Short task 1 » List every phrase that the passage on control and risk sets off in single quotation marks.
Short task 2 » Rewrite the records from the line containing "Where can you find the white stucco" through the end of the records, inclusive, replacing "person" with "individual" and leaving everything else unchanged.

Selected extract »
This is obvious enough really – the directed mode of being is all about control and control equals the eradication of risk, which is to say, it equals ‘the suppression of anything that has not been specified in advance’. The worst fear when we are in this mode is being out of control, i.e. finding ourselves in the situation where stuff happens that we haven’t previously chosen to happen. The important point here is that control does not simply means that we insist on eliminating the possibility of any outcome that we have identified as being WRONG, it also means that by insisting on what we see as the RIGHT result we are automatically excluding any outcomes that we don’t know about, even though some of them will be more helpful than the (known) one that we are insisting on.
This draws our attention to a strange fact: when I react to being under pressure by going into the directed (control) mode, this means that I am insisting (in effect) on solving my problem on the basis of what I already know. Now that is fine if I can solve the problem on the basis of what I already know, but if (as is so often the case) I can’t, then by insisting that I only want a solution that makes sense within my limited understanding, I have condemned myself to suffer within a trap of my own making. Basically, I am ‘cutting my own throat’ due to my refusal to take a risk. ‘Risk’ translates as ‘anything that I don’t already know about’ and so, in a nutshell, what we are saying is that threat causes us to retreat into the realm of the known, which is not where the answer lies. The ‘safe place’ turns out to be an impregnable prison – it might feel safe but it’s no good to us at all.
GLITCHED
The thing is, even when I think I understand this, the chances are that I haven’t really because even if I get the idea that the directed mode consists of a clear cut RIGHT WAY versus an equally clear cut WRONG WAY, and I understand that this is a way of trying to avoid risk, and I see that the only escape out of my prison is to take a risk, all that happens is that I start saying that the RIGHT WAY to do things is to take risks. This therefore becomes my new strategy. So here I am – still desperately trying to play it safe, desperately trying to control myself to stop controlling. The glitch is that I am ‘trying not to try’.

Dataset rows »
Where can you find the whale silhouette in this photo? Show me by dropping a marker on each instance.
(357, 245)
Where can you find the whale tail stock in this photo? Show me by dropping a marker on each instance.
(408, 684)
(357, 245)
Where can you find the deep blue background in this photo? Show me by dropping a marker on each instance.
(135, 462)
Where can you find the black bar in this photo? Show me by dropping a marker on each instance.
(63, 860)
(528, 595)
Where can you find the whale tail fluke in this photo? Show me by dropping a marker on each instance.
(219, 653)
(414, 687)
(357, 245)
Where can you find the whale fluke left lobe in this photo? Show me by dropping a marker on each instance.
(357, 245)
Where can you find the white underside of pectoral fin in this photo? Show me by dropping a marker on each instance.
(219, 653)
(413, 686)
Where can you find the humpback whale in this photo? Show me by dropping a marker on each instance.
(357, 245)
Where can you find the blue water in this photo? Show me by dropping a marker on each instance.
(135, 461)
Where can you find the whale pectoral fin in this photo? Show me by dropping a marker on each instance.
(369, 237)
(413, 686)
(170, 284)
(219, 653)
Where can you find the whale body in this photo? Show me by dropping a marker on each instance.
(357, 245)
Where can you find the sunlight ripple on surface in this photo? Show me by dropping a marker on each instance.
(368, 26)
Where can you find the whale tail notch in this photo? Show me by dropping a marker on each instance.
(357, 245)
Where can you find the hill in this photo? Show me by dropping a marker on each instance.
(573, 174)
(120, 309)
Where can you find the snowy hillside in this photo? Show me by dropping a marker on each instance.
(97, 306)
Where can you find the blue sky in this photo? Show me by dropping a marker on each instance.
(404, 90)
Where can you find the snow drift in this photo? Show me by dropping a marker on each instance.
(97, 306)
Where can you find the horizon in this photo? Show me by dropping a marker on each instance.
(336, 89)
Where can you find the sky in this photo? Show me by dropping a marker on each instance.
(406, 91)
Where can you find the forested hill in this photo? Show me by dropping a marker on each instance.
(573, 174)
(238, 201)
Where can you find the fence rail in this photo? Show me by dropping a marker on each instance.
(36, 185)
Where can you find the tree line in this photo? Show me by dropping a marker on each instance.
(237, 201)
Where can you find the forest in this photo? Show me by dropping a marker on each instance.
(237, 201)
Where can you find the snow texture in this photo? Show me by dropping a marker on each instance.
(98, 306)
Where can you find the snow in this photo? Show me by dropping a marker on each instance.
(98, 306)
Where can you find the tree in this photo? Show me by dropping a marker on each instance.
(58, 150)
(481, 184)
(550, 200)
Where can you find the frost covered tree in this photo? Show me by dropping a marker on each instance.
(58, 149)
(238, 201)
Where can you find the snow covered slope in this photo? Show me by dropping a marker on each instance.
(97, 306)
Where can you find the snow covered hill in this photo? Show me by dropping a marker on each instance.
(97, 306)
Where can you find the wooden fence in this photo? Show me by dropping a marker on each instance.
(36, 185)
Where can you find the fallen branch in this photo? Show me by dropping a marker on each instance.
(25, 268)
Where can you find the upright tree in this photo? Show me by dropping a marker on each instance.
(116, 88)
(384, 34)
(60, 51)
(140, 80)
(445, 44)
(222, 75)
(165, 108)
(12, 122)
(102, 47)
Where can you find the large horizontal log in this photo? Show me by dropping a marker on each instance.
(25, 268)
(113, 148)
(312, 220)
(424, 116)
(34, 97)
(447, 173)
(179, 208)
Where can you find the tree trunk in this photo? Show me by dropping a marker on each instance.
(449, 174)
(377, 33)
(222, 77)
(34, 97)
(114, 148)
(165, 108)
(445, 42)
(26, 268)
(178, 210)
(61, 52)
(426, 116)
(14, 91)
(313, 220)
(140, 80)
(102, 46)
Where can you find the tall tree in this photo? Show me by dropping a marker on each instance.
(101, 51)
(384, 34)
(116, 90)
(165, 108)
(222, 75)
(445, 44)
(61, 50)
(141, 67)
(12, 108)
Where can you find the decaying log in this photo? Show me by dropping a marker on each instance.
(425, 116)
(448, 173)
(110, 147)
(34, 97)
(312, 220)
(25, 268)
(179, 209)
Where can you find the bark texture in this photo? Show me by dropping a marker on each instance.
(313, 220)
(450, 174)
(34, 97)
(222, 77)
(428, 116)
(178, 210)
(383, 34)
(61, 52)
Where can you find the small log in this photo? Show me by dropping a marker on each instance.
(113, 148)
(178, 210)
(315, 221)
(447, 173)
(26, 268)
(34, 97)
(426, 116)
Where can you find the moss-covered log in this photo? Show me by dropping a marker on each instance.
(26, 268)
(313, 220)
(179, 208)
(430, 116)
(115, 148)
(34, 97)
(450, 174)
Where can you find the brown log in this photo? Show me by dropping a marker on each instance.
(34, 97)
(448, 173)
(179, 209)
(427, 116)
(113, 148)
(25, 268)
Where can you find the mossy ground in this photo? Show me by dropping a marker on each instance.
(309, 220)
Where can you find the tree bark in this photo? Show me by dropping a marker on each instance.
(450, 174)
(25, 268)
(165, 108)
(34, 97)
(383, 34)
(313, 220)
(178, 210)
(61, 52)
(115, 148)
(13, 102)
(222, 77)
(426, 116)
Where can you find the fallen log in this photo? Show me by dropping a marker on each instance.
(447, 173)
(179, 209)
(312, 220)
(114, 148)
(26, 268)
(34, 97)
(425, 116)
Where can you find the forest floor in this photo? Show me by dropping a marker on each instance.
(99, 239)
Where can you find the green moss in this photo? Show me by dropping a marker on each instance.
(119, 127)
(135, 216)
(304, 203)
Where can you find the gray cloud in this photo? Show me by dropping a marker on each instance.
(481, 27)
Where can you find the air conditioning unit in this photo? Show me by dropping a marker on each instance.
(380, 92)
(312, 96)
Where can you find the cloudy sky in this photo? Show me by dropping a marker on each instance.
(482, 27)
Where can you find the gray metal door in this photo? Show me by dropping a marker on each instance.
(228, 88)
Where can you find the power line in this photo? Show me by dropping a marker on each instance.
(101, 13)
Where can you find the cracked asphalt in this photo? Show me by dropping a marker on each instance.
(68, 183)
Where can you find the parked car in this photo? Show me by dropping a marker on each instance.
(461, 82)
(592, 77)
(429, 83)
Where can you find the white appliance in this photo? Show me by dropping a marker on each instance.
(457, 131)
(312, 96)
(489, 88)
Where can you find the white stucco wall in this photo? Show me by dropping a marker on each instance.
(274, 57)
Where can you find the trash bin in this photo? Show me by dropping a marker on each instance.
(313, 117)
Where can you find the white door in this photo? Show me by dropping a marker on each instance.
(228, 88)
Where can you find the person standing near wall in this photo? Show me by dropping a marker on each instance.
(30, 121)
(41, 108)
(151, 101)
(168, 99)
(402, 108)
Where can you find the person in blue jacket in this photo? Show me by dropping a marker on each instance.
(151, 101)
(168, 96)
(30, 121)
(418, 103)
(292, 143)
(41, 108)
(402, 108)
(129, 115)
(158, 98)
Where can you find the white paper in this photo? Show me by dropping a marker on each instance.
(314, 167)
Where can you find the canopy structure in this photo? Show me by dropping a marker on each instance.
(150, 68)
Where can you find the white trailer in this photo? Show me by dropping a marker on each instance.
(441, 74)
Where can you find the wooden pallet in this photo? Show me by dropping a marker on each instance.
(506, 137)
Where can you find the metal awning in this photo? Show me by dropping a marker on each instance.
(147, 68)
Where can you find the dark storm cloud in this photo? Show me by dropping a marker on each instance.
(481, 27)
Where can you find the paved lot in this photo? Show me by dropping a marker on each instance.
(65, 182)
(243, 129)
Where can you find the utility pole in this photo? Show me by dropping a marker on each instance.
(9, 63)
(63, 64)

Correct output 1 »
- the suppression of anything that has not been specified in advance
- cutting my own throat
- Risk
- anything that I don’t already know about
- safe place
- trying not to try

Correct output 2 »
Where can you find the white stucco wall in this photo? Show me by dropping a marker on each instance.
(274, 57)
Where can you find the trash bin in this photo? Show me by dropping a marker on each instance.
(313, 117)
Where can you find the white door in this photo? Show me by dropping a marker on each instance.
(228, 88)
Where can you find the individual standing near wall in this photo? Show me by dropping a marker on each instance.
(30, 121)
(41, 108)
(151, 101)
(168, 99)
(402, 108)
Where can you find the individual in blue jacket in this photo? Show me by dropping a marker on each instance.
(151, 101)
(168, 96)
(30, 121)
(418, 103)
(292, 143)
(41, 108)
(402, 108)
(129, 115)
(158, 98)
Where can you find the white paper in this photo? Show me by dropping a marker on each instance.
(314, 167)
Where can you find the canopy structure in this photo? Show me by dropping a marker on each instance.
(150, 68)
Where can you find the white trailer in this photo? Show me by dropping a marker on each instance.
(441, 74)
Where can you find the wooden pallet in this photo? Show me by dropping a marker on each instance.
(506, 137)
Where can you find the metal awning in this photo? Show me by dropping a marker on each instance.
(147, 68)
Where can you find the dark storm cloud in this photo? Show me by dropping a marker on each instance.
(481, 27)
Where can you find the paved lot in this photo? Show me by dropping a marker on each instance.
(65, 182)
(243, 129)
Where can you find the utility pole in this photo? Show me by dropping a marker on each instance.
(9, 63)
(63, 64)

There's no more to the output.